↓↓↓

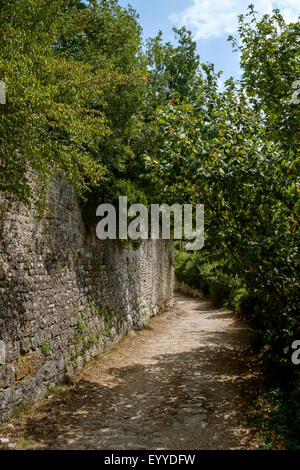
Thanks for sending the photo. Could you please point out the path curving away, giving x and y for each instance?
(174, 385)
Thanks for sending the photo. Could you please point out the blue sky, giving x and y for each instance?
(211, 21)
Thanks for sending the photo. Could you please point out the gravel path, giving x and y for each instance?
(174, 385)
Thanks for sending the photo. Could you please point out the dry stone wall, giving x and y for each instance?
(66, 296)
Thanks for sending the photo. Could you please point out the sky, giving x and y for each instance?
(211, 22)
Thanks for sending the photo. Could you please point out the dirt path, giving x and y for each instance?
(175, 385)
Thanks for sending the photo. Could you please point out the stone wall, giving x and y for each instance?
(66, 296)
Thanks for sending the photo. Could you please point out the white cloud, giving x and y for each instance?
(212, 18)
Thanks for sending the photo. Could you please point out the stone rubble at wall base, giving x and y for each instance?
(66, 296)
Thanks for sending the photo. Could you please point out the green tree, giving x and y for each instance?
(270, 60)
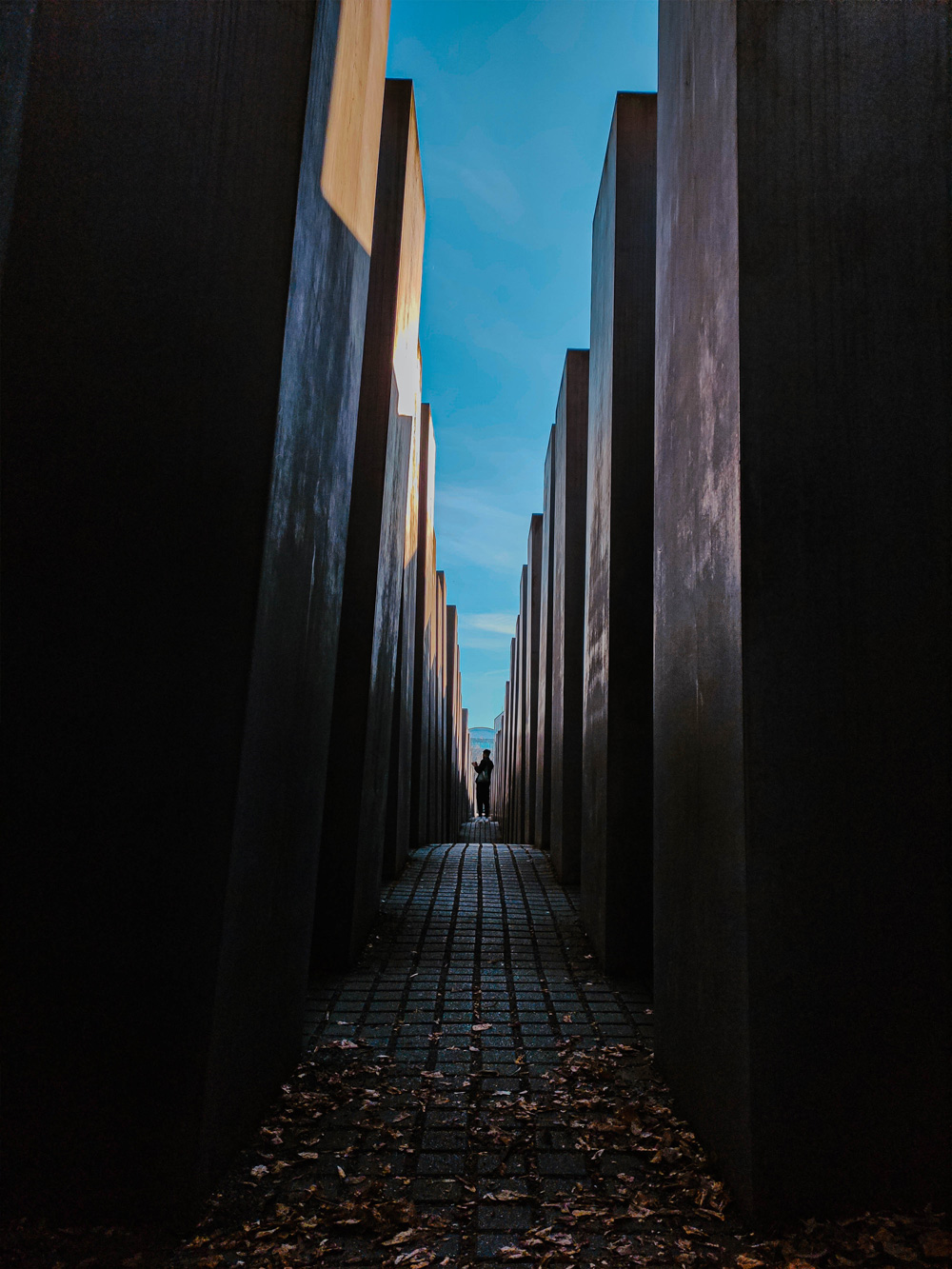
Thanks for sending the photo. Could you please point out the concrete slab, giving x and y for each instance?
(544, 717)
(617, 819)
(354, 811)
(178, 483)
(803, 652)
(569, 555)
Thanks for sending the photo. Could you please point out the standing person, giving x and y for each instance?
(484, 773)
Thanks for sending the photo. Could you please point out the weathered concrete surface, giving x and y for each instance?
(423, 716)
(533, 595)
(569, 555)
(520, 709)
(17, 18)
(453, 816)
(617, 830)
(544, 716)
(358, 766)
(803, 651)
(396, 838)
(440, 740)
(173, 571)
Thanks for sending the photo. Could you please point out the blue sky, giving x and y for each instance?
(514, 102)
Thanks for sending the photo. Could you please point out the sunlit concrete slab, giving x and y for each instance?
(358, 765)
(569, 552)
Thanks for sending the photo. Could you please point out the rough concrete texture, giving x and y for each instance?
(617, 830)
(569, 553)
(533, 595)
(425, 617)
(167, 545)
(544, 716)
(803, 651)
(358, 765)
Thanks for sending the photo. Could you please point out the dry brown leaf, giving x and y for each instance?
(937, 1244)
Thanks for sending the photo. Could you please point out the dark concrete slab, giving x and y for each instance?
(358, 765)
(453, 747)
(423, 717)
(533, 597)
(803, 652)
(544, 716)
(440, 740)
(17, 18)
(520, 712)
(617, 830)
(398, 830)
(177, 488)
(569, 553)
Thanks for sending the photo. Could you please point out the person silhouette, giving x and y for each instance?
(484, 773)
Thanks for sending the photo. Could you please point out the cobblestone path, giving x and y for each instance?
(478, 976)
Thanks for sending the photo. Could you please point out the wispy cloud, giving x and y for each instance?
(499, 624)
(474, 530)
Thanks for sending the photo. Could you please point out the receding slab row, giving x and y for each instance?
(742, 730)
(217, 484)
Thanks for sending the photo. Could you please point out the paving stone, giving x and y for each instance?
(489, 937)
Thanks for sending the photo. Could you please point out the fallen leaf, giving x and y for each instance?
(937, 1244)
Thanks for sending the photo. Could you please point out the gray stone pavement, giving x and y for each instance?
(474, 981)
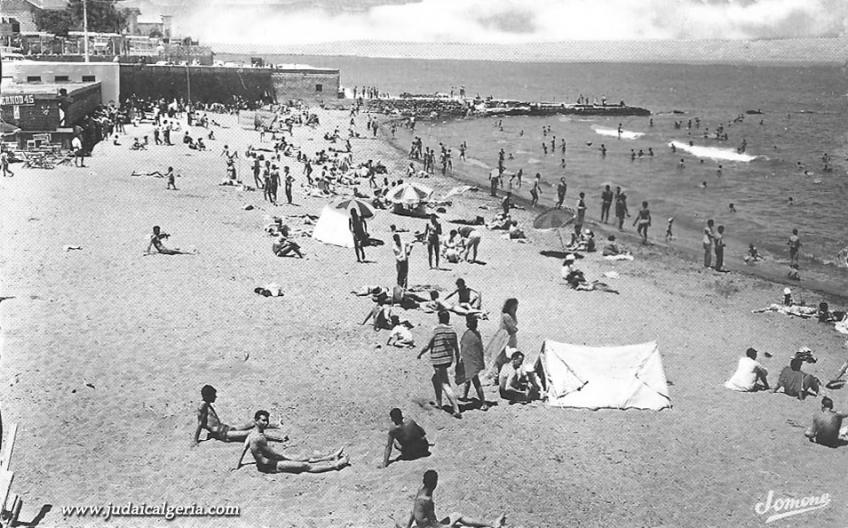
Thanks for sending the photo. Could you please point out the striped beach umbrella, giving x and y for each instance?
(364, 209)
(410, 193)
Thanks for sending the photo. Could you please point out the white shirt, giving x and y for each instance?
(745, 377)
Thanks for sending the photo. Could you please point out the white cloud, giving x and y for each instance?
(293, 22)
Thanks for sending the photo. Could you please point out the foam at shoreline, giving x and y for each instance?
(712, 152)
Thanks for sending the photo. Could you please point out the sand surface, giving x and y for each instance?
(105, 351)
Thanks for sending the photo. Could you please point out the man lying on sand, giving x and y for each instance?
(424, 510)
(407, 436)
(207, 418)
(269, 460)
(156, 242)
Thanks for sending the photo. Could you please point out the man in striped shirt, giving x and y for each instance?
(443, 349)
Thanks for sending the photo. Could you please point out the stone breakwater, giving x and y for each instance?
(439, 107)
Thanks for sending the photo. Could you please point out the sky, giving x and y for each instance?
(300, 22)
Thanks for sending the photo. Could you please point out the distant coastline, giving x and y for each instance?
(789, 52)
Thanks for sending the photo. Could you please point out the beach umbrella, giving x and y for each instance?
(554, 219)
(410, 193)
(613, 185)
(364, 209)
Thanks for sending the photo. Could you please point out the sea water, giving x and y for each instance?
(801, 116)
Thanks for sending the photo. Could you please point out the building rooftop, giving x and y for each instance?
(15, 88)
(52, 5)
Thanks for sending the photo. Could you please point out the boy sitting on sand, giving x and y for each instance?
(156, 242)
(424, 510)
(406, 436)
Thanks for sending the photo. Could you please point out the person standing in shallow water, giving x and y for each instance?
(707, 242)
(536, 190)
(606, 203)
(621, 207)
(794, 248)
(718, 242)
(562, 187)
(643, 222)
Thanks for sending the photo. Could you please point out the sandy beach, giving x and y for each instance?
(105, 351)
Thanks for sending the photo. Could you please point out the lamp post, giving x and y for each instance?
(85, 26)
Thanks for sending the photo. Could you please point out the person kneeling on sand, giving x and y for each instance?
(156, 242)
(424, 510)
(750, 376)
(517, 384)
(400, 335)
(268, 460)
(827, 427)
(406, 436)
(611, 248)
(207, 419)
(796, 382)
(284, 247)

↑↑↑

◆ Your task
Nothing but the line with "the person standing" and the lines after it, through the end of the material, should appear in the output, word for word.

◆ Task result
Thanks for sending the photo. Could you please point out the person standing in shallow water, giving x and y for each instance?
(707, 242)
(536, 190)
(606, 203)
(621, 207)
(794, 248)
(718, 242)
(562, 187)
(643, 222)
Thanks for sending the photo. Could you please point out the sandy beach, giving x and y for each instance?
(105, 351)
Thanks for sending the photo. Could you please point out the lamp post, giving x and y for each instance?
(85, 26)
Thanks for sending the photo. Could you please point out the person kneeling on sand, giving x and y for each instance?
(156, 242)
(424, 510)
(750, 376)
(517, 384)
(400, 335)
(268, 460)
(827, 427)
(406, 436)
(611, 248)
(207, 419)
(796, 382)
(284, 247)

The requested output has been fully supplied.